Tarefa escrita → Resuma em duas frases a crônica sobre o Natal apresentada abaixo.

Texto fornecido →
○ ○ ○

"As famílias felizes parecem-se todas; as famílias infelizes são infelizes cada uma à sua maneira" (Leon Tolstói em "Anna Karenina")
A frase em epígrafe abre um dos clássicos da literatura mundial, do russo Leon Tolstói. É também necessária na crônica de nosso tempo, nessa atmosfera inebriante do Natal.
Minha caixa de e-mails está abarrotada de mensagens. Que bom ser lembrado, apesar de quase não ser visto pela maioria ou sequer conhecido pessoalmente.
Ganho afagos. Retribuo-os na medida das aspirações de cada remetente.
Somos, todos, ou quase todos, amigos cibernéticos e distantes. Entretanto nem por isso queremos ser tachados de forma vil, como abomináveis monstros das neves, quase glaciais.
Mudamos ou mudou o mundo? Mudamos todos e mudamos o mundo? Mudou o mundo e estamos todos mudados? Um necessário questionar que talvez jamais produza resposta concreta e irremovível.
O sacolejo imperceptível da terra – rotação e translação – nos mantém do jeito que somos há milhões de anos: criaturas em permanente mutação. Para melhor ou pior? Eis outra questão crucial a ser respondida. Ou não.
Louvamos o nascimento do Menino Jesus, mas Ele é quem ocupa menor espaço à mesa farta, sob o espocar de champanhes e em meio à gargalhada trovejante. Talvez aí, inconscientementes, sejamos fiéis aos demais 364 dias do ano.
Tem sobrado muito pouco à renúncia, à generosidade, à solidariedade e à compaixão.

○ ○ ○

(Parte de um arquivo de dados)
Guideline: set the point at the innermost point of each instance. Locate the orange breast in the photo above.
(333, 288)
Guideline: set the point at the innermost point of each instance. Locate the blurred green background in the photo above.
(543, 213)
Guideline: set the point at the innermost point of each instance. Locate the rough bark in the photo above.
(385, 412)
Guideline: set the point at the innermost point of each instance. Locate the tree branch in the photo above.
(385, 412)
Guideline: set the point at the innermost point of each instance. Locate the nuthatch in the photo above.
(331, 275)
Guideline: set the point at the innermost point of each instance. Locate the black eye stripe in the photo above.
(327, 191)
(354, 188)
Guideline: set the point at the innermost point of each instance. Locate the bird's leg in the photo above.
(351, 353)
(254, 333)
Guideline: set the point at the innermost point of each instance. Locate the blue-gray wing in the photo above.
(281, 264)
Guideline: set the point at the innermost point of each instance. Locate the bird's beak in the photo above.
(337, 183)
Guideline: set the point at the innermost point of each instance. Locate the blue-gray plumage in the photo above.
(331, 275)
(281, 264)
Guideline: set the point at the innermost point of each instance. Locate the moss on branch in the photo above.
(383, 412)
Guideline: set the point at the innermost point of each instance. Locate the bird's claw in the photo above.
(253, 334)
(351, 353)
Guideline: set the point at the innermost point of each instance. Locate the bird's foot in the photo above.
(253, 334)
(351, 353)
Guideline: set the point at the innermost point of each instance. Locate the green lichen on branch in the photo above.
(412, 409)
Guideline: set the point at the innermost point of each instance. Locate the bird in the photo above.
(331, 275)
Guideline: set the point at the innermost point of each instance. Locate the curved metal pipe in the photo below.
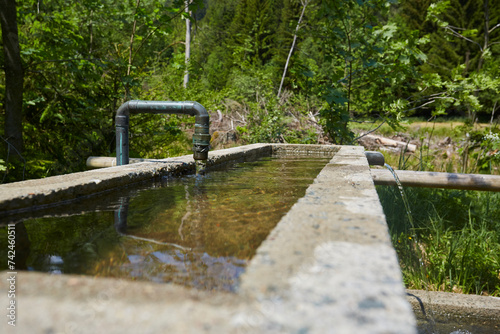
(201, 137)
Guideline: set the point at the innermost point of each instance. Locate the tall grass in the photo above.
(454, 244)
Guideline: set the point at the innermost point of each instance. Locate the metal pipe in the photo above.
(375, 158)
(201, 137)
(408, 178)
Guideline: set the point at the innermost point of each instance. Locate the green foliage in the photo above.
(454, 244)
(354, 59)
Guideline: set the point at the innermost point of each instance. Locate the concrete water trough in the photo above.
(327, 267)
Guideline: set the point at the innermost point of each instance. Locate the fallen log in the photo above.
(408, 178)
(382, 141)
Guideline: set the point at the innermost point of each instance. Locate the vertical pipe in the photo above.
(201, 137)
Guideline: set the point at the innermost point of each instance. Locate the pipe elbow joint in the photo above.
(201, 137)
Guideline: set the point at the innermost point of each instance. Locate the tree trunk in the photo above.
(13, 78)
(188, 45)
(304, 5)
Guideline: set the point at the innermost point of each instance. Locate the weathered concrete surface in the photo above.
(32, 194)
(456, 309)
(328, 267)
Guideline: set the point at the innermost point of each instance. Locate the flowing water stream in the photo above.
(429, 323)
(199, 231)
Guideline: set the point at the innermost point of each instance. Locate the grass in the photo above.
(454, 243)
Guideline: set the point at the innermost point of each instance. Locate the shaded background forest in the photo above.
(378, 60)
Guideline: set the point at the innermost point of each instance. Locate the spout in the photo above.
(201, 137)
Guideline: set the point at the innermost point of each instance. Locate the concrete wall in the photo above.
(327, 267)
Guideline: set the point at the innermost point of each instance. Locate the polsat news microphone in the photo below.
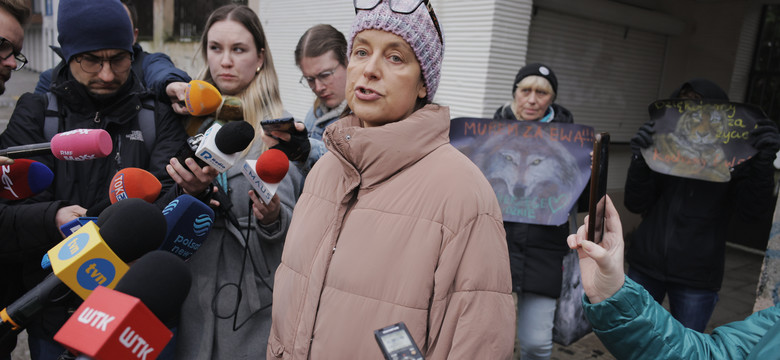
(131, 321)
(73, 145)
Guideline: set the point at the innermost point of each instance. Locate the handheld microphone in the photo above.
(130, 321)
(189, 222)
(24, 178)
(134, 183)
(73, 145)
(221, 144)
(201, 98)
(92, 257)
(266, 173)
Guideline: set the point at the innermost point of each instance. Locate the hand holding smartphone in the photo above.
(598, 188)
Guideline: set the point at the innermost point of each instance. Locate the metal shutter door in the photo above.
(607, 74)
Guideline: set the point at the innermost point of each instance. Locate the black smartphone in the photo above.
(396, 343)
(598, 188)
(281, 124)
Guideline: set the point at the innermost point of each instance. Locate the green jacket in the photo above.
(633, 326)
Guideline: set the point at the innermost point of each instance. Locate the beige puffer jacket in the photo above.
(394, 224)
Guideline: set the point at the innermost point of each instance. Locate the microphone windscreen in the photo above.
(272, 166)
(81, 144)
(134, 183)
(201, 98)
(189, 222)
(234, 136)
(161, 281)
(24, 178)
(131, 228)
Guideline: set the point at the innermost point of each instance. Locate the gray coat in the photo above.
(202, 334)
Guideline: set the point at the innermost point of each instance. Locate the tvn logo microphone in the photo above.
(83, 261)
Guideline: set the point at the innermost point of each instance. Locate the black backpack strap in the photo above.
(51, 122)
(146, 123)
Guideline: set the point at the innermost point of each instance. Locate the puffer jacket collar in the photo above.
(376, 154)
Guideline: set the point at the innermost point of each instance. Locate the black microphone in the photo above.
(130, 228)
(130, 322)
(217, 147)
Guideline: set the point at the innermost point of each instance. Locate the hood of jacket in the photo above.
(120, 108)
(376, 154)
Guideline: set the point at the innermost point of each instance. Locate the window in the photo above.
(191, 16)
(764, 86)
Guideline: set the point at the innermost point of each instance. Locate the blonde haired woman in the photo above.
(227, 314)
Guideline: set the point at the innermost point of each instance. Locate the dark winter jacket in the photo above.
(536, 251)
(156, 71)
(682, 236)
(83, 183)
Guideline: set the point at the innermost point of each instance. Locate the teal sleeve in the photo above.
(634, 326)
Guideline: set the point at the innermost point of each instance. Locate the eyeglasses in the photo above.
(324, 77)
(401, 7)
(93, 64)
(7, 49)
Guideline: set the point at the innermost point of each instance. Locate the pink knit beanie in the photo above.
(416, 28)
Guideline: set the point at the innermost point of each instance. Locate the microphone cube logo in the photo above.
(170, 207)
(95, 272)
(202, 225)
(118, 187)
(73, 246)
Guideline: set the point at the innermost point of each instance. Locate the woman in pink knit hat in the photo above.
(394, 224)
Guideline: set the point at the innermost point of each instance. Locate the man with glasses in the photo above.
(13, 14)
(96, 89)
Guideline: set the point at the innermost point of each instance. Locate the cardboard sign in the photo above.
(538, 170)
(700, 139)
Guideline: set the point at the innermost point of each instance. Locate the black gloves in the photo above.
(643, 138)
(297, 149)
(766, 139)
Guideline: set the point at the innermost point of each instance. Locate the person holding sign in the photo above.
(678, 248)
(631, 325)
(535, 251)
(394, 223)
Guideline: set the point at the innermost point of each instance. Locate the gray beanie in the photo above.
(90, 25)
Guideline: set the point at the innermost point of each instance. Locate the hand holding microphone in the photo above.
(73, 145)
(24, 178)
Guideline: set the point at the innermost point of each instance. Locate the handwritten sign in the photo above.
(537, 170)
(700, 139)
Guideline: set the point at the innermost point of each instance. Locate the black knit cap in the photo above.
(538, 70)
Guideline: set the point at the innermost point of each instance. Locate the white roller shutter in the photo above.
(607, 74)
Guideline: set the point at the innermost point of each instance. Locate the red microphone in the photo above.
(129, 322)
(134, 183)
(73, 145)
(24, 178)
(266, 172)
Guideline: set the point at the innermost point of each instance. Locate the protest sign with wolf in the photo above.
(537, 170)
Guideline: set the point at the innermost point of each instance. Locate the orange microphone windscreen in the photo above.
(272, 166)
(202, 98)
(134, 183)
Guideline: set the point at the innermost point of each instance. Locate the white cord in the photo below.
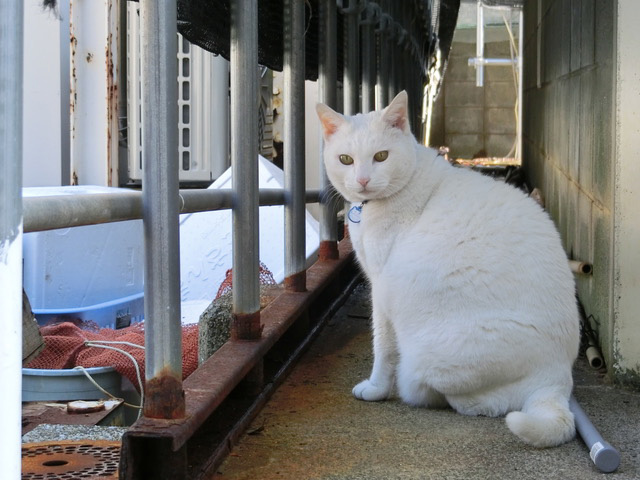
(105, 344)
(516, 82)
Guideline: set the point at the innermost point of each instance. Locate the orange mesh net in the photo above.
(66, 342)
(65, 347)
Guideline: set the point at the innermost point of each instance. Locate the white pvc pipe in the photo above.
(480, 46)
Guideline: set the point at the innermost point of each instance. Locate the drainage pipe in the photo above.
(11, 51)
(602, 454)
(584, 268)
(164, 397)
(244, 168)
(294, 160)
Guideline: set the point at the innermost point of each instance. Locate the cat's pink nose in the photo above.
(363, 181)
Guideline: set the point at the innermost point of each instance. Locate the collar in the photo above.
(355, 212)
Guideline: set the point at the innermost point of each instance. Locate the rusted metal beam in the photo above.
(212, 383)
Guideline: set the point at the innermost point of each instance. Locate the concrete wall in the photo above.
(476, 121)
(573, 119)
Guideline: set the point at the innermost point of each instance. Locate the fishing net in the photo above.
(79, 343)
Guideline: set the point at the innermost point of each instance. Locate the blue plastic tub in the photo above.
(118, 313)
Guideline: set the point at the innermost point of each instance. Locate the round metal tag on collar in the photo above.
(355, 213)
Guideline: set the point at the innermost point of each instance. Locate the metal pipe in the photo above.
(63, 211)
(327, 79)
(368, 60)
(501, 62)
(11, 51)
(294, 160)
(382, 81)
(65, 92)
(351, 83)
(244, 167)
(602, 454)
(164, 397)
(584, 268)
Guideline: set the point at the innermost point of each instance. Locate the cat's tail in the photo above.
(545, 420)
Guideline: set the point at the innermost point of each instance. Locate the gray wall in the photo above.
(569, 136)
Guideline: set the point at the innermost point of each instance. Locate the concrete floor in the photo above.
(314, 429)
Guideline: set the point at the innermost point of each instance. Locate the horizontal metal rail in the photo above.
(63, 211)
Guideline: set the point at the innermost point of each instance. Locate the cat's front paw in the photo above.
(369, 392)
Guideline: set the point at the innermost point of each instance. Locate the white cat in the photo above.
(473, 300)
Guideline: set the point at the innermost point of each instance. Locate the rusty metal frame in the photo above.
(168, 449)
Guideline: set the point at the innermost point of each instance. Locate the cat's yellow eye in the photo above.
(346, 159)
(381, 156)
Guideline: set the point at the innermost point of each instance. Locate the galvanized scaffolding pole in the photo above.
(244, 169)
(368, 59)
(164, 397)
(327, 79)
(294, 161)
(11, 48)
(351, 78)
(384, 40)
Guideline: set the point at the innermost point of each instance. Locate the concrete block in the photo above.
(576, 34)
(463, 94)
(499, 145)
(500, 94)
(574, 120)
(464, 145)
(500, 120)
(463, 50)
(497, 49)
(587, 35)
(600, 303)
(459, 70)
(498, 73)
(463, 120)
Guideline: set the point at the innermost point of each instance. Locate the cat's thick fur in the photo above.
(473, 300)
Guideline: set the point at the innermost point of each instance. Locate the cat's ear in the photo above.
(396, 115)
(330, 119)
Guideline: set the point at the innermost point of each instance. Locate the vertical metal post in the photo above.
(327, 79)
(294, 162)
(382, 82)
(351, 74)
(164, 397)
(11, 48)
(65, 91)
(244, 169)
(368, 62)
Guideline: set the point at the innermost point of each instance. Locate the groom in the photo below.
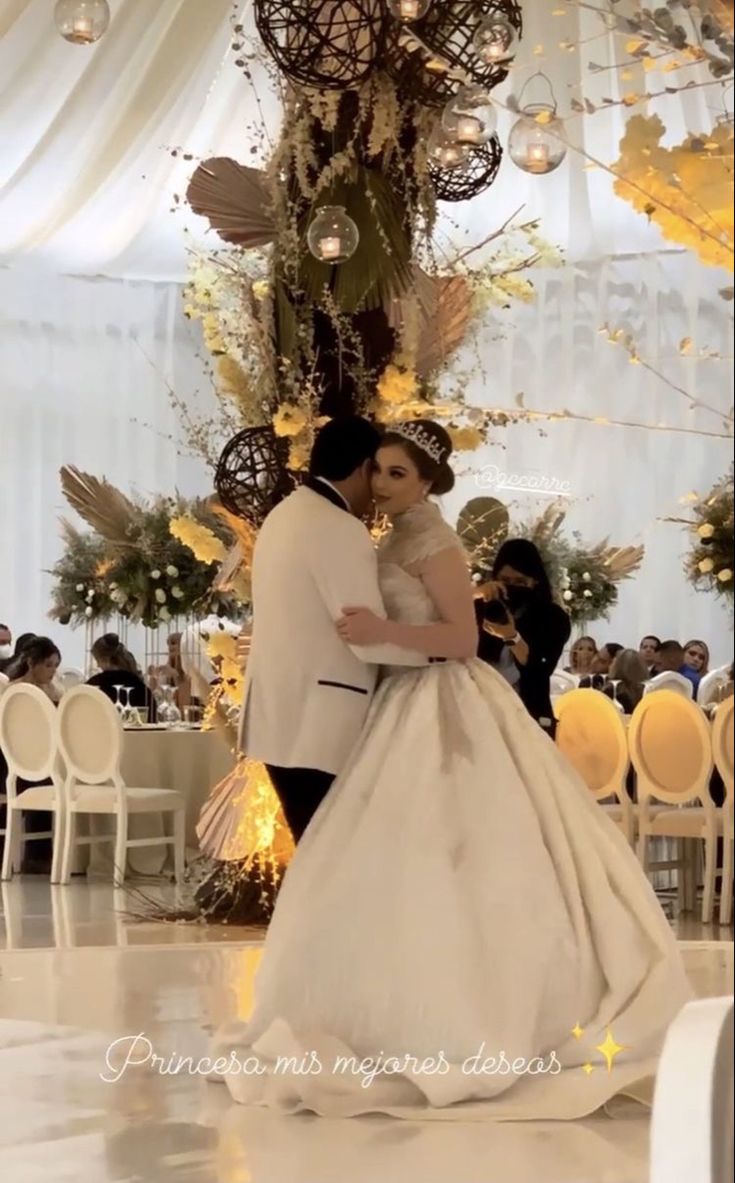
(307, 692)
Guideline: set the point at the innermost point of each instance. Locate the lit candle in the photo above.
(469, 129)
(449, 157)
(83, 30)
(537, 157)
(330, 247)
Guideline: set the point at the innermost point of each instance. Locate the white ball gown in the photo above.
(461, 907)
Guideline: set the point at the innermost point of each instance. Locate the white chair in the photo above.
(722, 751)
(592, 736)
(90, 742)
(670, 680)
(561, 683)
(670, 747)
(28, 738)
(691, 1124)
(710, 685)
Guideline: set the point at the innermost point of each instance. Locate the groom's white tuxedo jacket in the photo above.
(307, 692)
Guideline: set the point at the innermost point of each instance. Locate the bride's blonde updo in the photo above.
(430, 456)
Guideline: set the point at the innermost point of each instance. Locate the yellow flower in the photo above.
(465, 439)
(289, 420)
(684, 191)
(231, 377)
(397, 385)
(204, 544)
(298, 456)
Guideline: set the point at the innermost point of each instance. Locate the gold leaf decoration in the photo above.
(687, 191)
(234, 200)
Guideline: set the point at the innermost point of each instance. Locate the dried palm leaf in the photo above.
(723, 11)
(380, 267)
(445, 328)
(102, 506)
(548, 525)
(623, 561)
(234, 200)
(483, 524)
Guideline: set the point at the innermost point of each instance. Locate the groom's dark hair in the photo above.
(341, 446)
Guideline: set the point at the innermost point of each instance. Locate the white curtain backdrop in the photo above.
(92, 257)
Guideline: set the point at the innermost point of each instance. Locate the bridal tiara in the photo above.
(421, 438)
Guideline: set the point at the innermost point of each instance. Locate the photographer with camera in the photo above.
(522, 631)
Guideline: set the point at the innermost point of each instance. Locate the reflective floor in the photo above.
(77, 975)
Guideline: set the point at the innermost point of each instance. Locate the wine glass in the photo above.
(614, 683)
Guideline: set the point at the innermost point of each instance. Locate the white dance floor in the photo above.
(78, 977)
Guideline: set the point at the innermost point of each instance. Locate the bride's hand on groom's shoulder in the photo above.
(360, 626)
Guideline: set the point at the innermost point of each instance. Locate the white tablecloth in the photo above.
(192, 762)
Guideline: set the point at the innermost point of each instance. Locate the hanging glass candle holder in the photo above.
(82, 21)
(446, 153)
(536, 140)
(469, 117)
(333, 236)
(495, 40)
(406, 11)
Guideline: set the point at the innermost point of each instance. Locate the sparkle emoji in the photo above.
(608, 1048)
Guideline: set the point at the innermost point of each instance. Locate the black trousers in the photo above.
(301, 792)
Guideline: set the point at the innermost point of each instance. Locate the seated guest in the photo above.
(649, 648)
(172, 673)
(696, 663)
(518, 612)
(37, 665)
(600, 666)
(630, 672)
(581, 655)
(6, 646)
(118, 667)
(671, 659)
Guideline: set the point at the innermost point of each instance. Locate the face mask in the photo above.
(518, 598)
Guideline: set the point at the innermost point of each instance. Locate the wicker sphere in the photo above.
(447, 32)
(252, 476)
(477, 174)
(323, 44)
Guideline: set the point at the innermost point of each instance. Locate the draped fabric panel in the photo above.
(92, 254)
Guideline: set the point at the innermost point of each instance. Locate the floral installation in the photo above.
(141, 570)
(81, 590)
(585, 579)
(710, 561)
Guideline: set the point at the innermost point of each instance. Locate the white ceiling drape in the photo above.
(91, 257)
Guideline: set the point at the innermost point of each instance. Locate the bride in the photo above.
(462, 933)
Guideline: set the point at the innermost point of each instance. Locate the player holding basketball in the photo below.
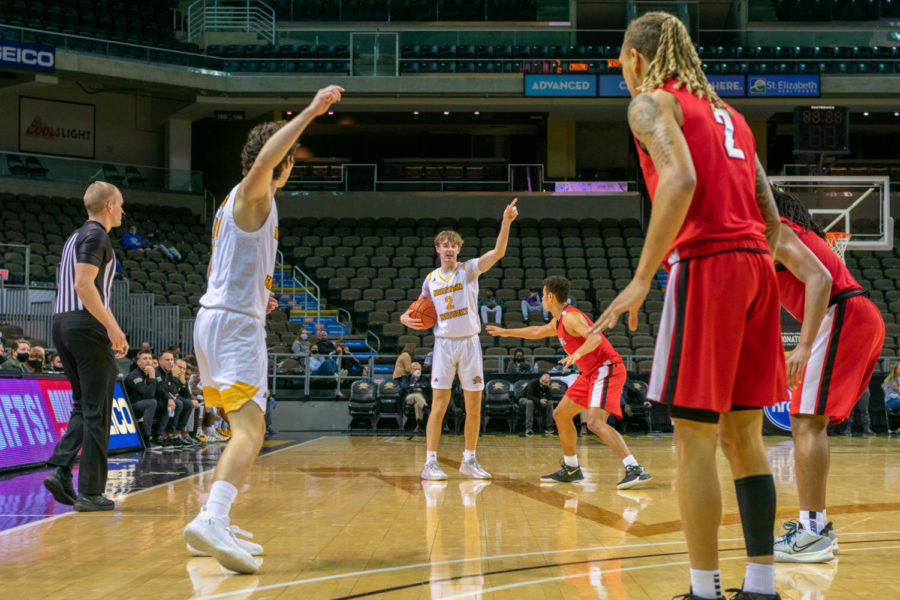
(840, 341)
(598, 388)
(232, 317)
(453, 287)
(719, 357)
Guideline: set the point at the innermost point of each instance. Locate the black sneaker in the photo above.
(742, 595)
(566, 474)
(633, 476)
(59, 483)
(92, 503)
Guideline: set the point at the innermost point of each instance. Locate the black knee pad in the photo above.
(756, 502)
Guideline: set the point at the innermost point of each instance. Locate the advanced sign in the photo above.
(561, 85)
(30, 57)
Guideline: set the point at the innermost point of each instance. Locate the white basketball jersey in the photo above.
(242, 263)
(455, 297)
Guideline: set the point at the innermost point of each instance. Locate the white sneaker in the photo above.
(216, 539)
(252, 548)
(799, 545)
(473, 469)
(433, 472)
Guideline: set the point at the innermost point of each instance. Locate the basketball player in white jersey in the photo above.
(232, 316)
(454, 290)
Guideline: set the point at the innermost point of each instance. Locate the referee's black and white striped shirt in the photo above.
(89, 244)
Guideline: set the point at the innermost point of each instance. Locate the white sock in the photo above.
(221, 497)
(706, 584)
(821, 520)
(810, 521)
(759, 578)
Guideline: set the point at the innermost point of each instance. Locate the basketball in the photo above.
(423, 309)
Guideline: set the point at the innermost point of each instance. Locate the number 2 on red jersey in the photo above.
(723, 118)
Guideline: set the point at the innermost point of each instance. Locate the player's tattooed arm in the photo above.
(766, 202)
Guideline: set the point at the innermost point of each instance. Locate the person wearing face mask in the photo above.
(35, 361)
(18, 357)
(414, 388)
(300, 347)
(518, 364)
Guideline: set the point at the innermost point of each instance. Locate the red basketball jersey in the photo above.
(791, 290)
(723, 210)
(603, 354)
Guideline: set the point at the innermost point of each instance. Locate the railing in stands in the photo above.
(250, 16)
(308, 283)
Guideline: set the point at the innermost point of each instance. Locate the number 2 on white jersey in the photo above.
(723, 118)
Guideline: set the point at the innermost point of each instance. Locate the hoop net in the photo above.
(838, 241)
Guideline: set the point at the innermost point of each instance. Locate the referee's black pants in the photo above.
(89, 362)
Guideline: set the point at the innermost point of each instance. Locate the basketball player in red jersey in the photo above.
(840, 340)
(598, 389)
(719, 357)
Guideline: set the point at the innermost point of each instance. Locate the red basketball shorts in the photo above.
(843, 357)
(719, 341)
(600, 389)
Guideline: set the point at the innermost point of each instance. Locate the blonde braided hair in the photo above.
(665, 41)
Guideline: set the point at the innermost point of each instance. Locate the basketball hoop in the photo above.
(838, 241)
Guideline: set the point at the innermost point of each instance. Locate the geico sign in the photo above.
(27, 56)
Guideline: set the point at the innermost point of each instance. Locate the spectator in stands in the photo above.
(403, 366)
(491, 305)
(35, 362)
(183, 373)
(145, 347)
(321, 365)
(155, 242)
(349, 364)
(55, 364)
(414, 388)
(518, 364)
(18, 356)
(537, 395)
(133, 240)
(326, 347)
(171, 393)
(891, 388)
(300, 347)
(140, 386)
(532, 304)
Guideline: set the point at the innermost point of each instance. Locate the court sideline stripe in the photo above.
(484, 558)
(185, 478)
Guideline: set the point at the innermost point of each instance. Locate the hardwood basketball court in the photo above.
(348, 517)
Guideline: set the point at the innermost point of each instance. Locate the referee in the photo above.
(87, 338)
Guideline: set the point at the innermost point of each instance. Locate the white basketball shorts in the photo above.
(457, 355)
(231, 355)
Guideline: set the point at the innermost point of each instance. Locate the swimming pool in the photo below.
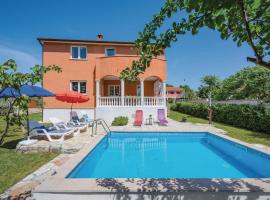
(171, 155)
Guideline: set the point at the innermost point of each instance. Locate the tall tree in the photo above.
(248, 83)
(10, 77)
(245, 21)
(210, 86)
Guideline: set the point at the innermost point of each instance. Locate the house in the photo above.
(174, 93)
(93, 67)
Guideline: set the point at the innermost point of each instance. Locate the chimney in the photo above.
(100, 37)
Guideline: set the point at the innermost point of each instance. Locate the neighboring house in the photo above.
(173, 93)
(93, 68)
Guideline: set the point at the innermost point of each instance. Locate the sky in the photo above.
(188, 59)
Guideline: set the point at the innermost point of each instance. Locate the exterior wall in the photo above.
(93, 68)
(194, 195)
(64, 113)
(130, 88)
(112, 66)
(109, 113)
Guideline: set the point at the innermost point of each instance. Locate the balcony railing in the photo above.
(131, 101)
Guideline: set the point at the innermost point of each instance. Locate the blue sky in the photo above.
(188, 59)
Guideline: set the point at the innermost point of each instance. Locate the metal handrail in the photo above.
(95, 123)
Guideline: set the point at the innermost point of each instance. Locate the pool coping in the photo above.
(59, 184)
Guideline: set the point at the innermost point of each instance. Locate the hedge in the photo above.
(254, 118)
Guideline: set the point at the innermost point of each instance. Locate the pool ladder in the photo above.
(101, 122)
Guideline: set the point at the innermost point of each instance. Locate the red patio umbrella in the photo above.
(72, 97)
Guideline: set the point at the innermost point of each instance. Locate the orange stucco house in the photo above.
(92, 67)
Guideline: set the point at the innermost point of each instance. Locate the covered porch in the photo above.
(111, 91)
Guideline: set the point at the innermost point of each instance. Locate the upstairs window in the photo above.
(78, 86)
(114, 90)
(78, 52)
(110, 52)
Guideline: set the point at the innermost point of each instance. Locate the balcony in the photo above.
(131, 101)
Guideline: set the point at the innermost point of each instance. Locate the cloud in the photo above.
(24, 59)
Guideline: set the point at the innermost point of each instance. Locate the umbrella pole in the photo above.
(27, 119)
(70, 114)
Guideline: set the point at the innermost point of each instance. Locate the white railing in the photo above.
(130, 101)
(109, 101)
(154, 101)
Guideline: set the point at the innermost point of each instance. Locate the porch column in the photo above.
(164, 92)
(122, 92)
(142, 92)
(97, 92)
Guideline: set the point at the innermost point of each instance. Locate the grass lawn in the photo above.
(238, 133)
(15, 166)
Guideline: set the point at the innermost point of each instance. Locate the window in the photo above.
(78, 52)
(110, 51)
(78, 86)
(114, 90)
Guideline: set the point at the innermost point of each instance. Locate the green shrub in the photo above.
(254, 118)
(120, 121)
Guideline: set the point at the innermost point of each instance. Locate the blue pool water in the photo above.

○ ○ ○

Resposta do exercício → A crônica abre com uma frase de Tolstói em "Anna Karenina" sobre famílias felizes e infelizes e fala de uma caixa de e-mails abarrotada de mensagens de amigos cibernéticos e distantes. Ela também questiona se mudamos nós ou o mundo e observa que o Menino Jesus ocupa o menor espaço à mesa farta, restando muito pouco à renúncia, à generosidade, à solidariedade e à compaixão.